“There’s no room for pre-election considerations on the Cyprus problem”
Interview with the General Secretary of AKEL Andros Kyprianou
“SIMERINI” newspaper, Sunday 26th March 2017
Those who followed the meeting of the House of Representative’s Education Committee on the draft bill proposed by DISY with regards the powers to decide on anniversaries in schools, talk about a seemingly self-contradictory effect. AKEL on the one hand insists that it supports the draft bill and to be precise for political reasons, namely invoking the Cyprus problem, while DISY, the party that submitted the proposal, declaring that there is no political connotation in the proposal. So which assertion is true?
AK: I want to clarify from the outset that the only reason that we back DISY’s draft proposal is to remove every possible argument from the Turkish side so that the negotiation procedure will continue in order to find a solution to the Cyprus problem. At the same time however, AKEL maintains its opposition to powers being transferred from one elected body to an appointed person, let alone when this refers to a person (Note: the Education Minister) which under specific governments still needs the approval of the Church to be appointed. Unfortunately, however, the House’s handling has provoked the problem and obliges us to make these moves.

*GIVEN RECORDS*
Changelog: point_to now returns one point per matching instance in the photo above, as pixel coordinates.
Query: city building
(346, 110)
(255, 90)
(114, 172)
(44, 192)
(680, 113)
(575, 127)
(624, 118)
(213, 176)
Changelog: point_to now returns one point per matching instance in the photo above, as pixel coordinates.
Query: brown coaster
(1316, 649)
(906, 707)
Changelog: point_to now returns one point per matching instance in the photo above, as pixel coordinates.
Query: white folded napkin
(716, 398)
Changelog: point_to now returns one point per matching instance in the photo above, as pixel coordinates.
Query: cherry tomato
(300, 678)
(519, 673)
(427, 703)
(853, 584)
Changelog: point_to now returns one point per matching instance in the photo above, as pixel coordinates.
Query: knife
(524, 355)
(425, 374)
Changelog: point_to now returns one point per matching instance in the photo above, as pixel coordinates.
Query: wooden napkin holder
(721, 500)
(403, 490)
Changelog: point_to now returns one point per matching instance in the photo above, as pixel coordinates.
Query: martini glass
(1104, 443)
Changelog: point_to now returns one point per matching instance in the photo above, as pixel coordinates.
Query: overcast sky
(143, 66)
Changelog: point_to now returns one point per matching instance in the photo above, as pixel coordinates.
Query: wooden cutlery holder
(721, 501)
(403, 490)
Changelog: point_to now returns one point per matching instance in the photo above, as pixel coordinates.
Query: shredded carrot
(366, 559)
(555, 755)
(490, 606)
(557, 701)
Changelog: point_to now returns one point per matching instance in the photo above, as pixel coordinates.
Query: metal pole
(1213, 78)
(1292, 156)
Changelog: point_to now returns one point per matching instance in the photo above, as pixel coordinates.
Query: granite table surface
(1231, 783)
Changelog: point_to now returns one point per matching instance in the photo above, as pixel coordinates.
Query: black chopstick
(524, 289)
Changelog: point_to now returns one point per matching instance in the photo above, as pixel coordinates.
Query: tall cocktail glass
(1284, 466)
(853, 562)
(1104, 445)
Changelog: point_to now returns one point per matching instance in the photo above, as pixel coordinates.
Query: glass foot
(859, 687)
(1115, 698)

*TASK REQUIREMENTS*
1. Decide whether each statement agrees with the interview on the Cyprus problem, answering yes or no and quoting the words of the interview that settle it: (a) The interview appeared in SIMERINI on Sunday 26th March 2017. (b) AKEL favors moving the powers to the Education Minister. (c) DISY put forward the draft bill.
2. Carry on the interview on the Cyprus problem, picking up after its final sentence.
The items play no part in the work that follows.

*RESPONSES PER TASK*
1.
(a) Yes: "“SIMERINI” newspaper, Sunday 26th March 2017"
(b) No: "AKEL maintains its opposition to powers being transferred from one elected body to an appointed person"
(c) Yes: "the draft bill proposed by DISY"

2.
When this issue was discussed in the plenary of the House, we said that the House is committing a big mistake that would indeed provoke problems to the negotiations. Regretfully, developments have vindicated AKEL. DISY since then has tried to convey the message that this is a purely a matter of a lack of time in school.
From the very beginning AKEL took a different and explicitly political approach and perspective to the issue of the Enosis day school celebration vote. It is political schizophrenia to honour the policy of Enosis, at the same time as the Greek Cypriot side wants to convince the Turkish Cypriots that our future is common. The idea of Enosis as far as we are concerned is buried since 1960, with the declaration of Cyprus independence. Certain circles and forces remained fixed on the idea of Enosis and provoked through their actions a terrible disaster, preparing the coup d’état, which in turn subsequently brought the Turkish invasion and the occupation of our territories by the Turkey which is still continuing.
How do you judge DISY’s stance? Do you think it is a sincere position?
AK: There is no need for me to characterize DISY’s stand, let the people judge themselves. People have opinions and can understand precisely what occurred as far DISY’s stance is concerned.
Do you expect that the Minister of Education will proceed with the removal of the reference to the Enosis referendum from the relevant list of anniversaries? Have you received some assurances that it will be used in a way that you want for you to support the bill?
AK: Let me say that if the Turkish side continues to insist even after this development, then it will have lost every support. The Minister should simply make it clear that it will not seek to honour the policy of Enosis in schools. It is a statement that was made in the past as well. I see no problem in doing so.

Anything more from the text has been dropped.